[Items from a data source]
---*---

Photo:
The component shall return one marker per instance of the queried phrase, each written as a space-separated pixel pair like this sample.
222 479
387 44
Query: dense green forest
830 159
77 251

---*---

■ **Request**: Could you write out the lines above again, replacing "marker" with "point" and leaving everything else unchanged?

■ **The answer**:
Photo:
The component shall return one point per instance of the queried phrase, each written as a space-separated pixel pair like this sample.
222 479
387 44
Query: dense green forest
830 159
77 251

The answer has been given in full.